Selected passage.
>> begin

So, this code you can explain in this way: Every time we sample a p or f, the prob (weight, it should have two vector, one for p, another one for f) will be (prob.pass for p; max(probs.pass)-probs.pass for f > this mean if you study more, you have higher pass rate and lower fail rate)

for(i in 1:68){
  result[i] <- sample(c("p","f"),1,prob=c(probs.pass[i],max(probs.pass)-probs.pass[i]))
}

Then, you plot the result.

Do logistic regression

fit <- glm(as.factor(result) ~ cod.prac, family = binomial)

We also can create a new data for logistic regression.
The reason we create and predict a newdata for that, because our response is binary(p/f) and the outcome will only 2 results. Explanation for these code: creating a data frame with 1000 data that cod.practice between 0 to maximum time. Then, using the predict function to create the result(probability of passing)

newdat <- data.frame(cod.prac=seq(0, max(cod.prac), length.out=1000))
newdat$result <- predict(fit, newdata = newdat, type="response")

ys is to set the result for 68 students (p or f) to numeric,0 or 1. 0 for f and 1 for p.

ys <- as.numeric(as.factor(result))-1

Let’s plot the results.

plot(ys~cod.prac,col=rgb(1,0,0,.5) )
lines(newdat$result~newdat$cod.prac, col = "green")

Calculate how much time we should study to pass the exam.

newdat$cod.prac[min(which(newdat$result > .5))]

## [1] 30.94791

>> end

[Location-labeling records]
>> begin

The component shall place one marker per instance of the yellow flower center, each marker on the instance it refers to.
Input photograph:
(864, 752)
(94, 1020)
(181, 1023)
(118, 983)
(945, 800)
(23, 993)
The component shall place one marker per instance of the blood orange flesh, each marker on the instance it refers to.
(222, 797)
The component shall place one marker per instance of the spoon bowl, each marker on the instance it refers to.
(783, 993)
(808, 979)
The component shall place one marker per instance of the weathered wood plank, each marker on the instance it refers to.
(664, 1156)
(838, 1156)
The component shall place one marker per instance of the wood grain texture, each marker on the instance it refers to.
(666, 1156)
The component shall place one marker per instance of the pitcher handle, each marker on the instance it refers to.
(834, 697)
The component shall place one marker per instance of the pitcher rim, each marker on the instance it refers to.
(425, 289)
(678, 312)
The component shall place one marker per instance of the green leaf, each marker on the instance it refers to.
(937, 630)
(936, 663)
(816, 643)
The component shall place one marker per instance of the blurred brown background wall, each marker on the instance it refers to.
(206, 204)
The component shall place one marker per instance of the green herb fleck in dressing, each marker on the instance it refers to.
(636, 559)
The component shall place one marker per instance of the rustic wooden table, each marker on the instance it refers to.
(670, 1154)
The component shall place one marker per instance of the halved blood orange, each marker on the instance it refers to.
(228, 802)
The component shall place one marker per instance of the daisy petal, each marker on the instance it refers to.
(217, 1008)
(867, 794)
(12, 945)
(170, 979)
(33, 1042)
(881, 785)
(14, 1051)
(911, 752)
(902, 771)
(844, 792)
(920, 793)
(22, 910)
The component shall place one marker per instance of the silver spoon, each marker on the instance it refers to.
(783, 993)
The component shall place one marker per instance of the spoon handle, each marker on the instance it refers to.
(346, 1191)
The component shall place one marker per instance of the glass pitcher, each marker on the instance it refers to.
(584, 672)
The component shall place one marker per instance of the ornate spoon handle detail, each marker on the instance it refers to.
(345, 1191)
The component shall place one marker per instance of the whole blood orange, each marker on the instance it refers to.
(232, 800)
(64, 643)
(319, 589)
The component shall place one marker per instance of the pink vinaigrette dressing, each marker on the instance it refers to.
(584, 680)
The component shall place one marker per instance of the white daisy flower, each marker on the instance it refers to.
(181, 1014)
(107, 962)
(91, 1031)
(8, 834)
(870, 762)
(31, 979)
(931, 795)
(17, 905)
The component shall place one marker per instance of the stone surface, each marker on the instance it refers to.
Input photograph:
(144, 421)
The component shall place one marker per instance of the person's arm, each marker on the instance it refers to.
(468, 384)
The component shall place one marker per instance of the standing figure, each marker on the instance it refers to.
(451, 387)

>> end

What to work on.
(1) Reproduce word for word everything in the logistic regression walkthrough from "So, this code" down to "plot the result.".
(2) Please quote everything in the location-labeling records from the line that contains "pitcher rim, each" down to the line that contains "(670, 1154)", both of those lines included.

Answer list.
(1)
So, this code you can explain in this way: Every time we sample a p or f, the prob (weight, it should have two vector, one for p, another one for f) will be (prob.pass for p; max(probs.pass)-probs.pass for f > this mean if you study more, you have higher pass rate and lower fail rate)

for(i in 1:68){
  result[i] <- sample(c("p","f"),1,prob=c(probs.pass[i],max(probs.pass)-probs.pass[i]))
}

Then, you plot the result.

(2)
The component shall place one marker per instance of the pitcher rim, each marker on the instance it refers to.
(425, 289)
(678, 312)
The component shall place one marker per instance of the green leaf, each marker on the instance it refers to.
(937, 630)
(936, 663)
(816, 643)
The component shall place one marker per instance of the blurred brown background wall, each marker on the instance it refers to.
(206, 204)
The component shall place one marker per instance of the green herb fleck in dressing, each marker on the instance it refers to.
(636, 559)
The component shall place one marker per instance of the rustic wooden table, each marker on the instance it refers to.
(670, 1154)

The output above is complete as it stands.